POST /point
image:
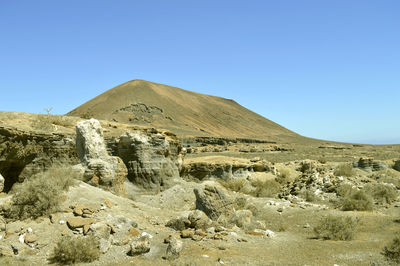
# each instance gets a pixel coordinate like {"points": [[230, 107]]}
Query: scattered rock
{"points": [[187, 233], [78, 222], [140, 245], [170, 237], [199, 220], [241, 218], [180, 223], [30, 238], [174, 248], [100, 168], [134, 232], [214, 200], [153, 162], [369, 165]]}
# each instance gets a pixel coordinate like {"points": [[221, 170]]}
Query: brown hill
{"points": [[183, 112]]}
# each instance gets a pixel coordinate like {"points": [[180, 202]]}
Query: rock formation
{"points": [[214, 200], [100, 168], [25, 153], [153, 161], [369, 165]]}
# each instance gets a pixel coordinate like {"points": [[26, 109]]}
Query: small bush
{"points": [[382, 193], [308, 196], [392, 252], [345, 190], [267, 188], [344, 170], [323, 160], [284, 175], [357, 200], [70, 250], [40, 195], [235, 184], [336, 228]]}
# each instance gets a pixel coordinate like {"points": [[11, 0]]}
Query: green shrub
{"points": [[235, 184], [345, 190], [40, 195], [392, 252], [267, 188], [357, 200], [284, 175], [323, 160], [336, 228], [70, 250], [308, 195], [344, 170], [382, 193]]}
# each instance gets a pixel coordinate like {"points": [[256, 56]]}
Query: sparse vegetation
{"points": [[71, 250], [356, 200], [336, 228], [392, 252], [344, 170], [40, 195], [284, 175], [382, 193], [45, 122], [257, 188], [308, 195], [267, 188], [236, 184]]}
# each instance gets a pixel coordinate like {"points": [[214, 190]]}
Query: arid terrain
{"points": [[149, 174]]}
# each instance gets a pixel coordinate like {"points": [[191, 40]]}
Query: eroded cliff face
{"points": [[25, 153], [153, 159]]}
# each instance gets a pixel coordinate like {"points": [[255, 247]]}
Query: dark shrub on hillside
{"points": [[336, 228]]}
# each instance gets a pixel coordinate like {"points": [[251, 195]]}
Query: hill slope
{"points": [[183, 112]]}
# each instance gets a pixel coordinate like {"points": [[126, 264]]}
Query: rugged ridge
{"points": [[183, 112]]}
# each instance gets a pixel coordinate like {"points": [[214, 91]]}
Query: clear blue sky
{"points": [[325, 69]]}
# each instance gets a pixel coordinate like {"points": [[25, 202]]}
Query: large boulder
{"points": [[153, 160], [214, 200], [100, 168]]}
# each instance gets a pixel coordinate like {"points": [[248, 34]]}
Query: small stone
{"points": [[170, 237], [30, 238], [87, 211], [187, 233], [134, 232], [197, 238], [108, 203], [174, 248], [200, 232], [78, 222], [78, 210], [86, 228]]}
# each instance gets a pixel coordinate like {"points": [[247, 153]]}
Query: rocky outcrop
{"points": [[26, 153], [100, 168], [224, 170], [369, 165], [153, 160], [214, 200]]}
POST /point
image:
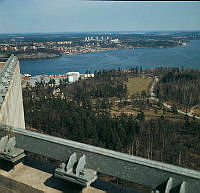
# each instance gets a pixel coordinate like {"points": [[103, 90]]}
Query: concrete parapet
{"points": [[11, 103]]}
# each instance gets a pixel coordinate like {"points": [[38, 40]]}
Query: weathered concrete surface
{"points": [[11, 111], [27, 179]]}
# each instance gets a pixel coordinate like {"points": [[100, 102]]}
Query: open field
{"points": [[138, 84]]}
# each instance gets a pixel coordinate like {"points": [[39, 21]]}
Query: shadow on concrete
{"points": [[63, 186], [6, 166], [110, 187]]}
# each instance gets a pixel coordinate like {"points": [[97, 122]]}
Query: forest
{"points": [[81, 112], [181, 86]]}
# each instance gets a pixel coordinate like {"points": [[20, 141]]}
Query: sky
{"points": [[32, 16]]}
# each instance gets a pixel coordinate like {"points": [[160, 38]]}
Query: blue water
{"points": [[187, 56]]}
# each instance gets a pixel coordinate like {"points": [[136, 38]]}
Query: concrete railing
{"points": [[6, 76], [159, 176]]}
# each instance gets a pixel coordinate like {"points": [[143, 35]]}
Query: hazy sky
{"points": [[18, 16]]}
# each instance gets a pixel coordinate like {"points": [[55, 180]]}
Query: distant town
{"points": [[47, 46], [70, 77]]}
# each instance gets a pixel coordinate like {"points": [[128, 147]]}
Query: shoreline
{"points": [[49, 56]]}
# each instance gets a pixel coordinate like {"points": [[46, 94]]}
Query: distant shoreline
{"points": [[49, 56]]}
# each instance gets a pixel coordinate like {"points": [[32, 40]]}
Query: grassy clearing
{"points": [[138, 84]]}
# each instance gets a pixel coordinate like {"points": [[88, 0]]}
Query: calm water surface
{"points": [[187, 56]]}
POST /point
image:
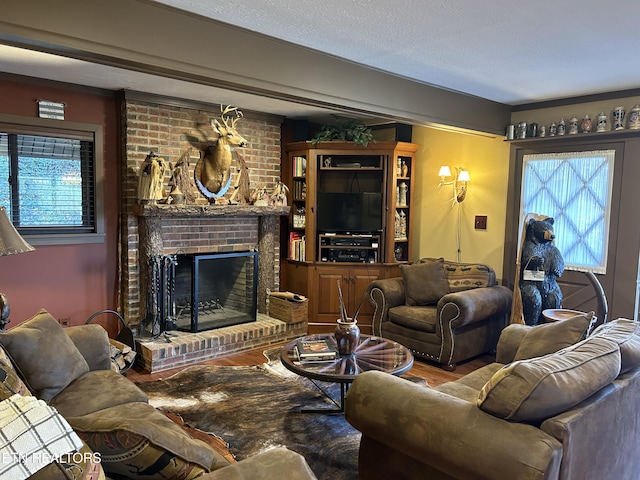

____________

## REQUIRED WORK
Show every line of the data that contains the word "water", matching case exactly.

## RESULT OF THIS TASK
Query: blue water
Query: calm water surface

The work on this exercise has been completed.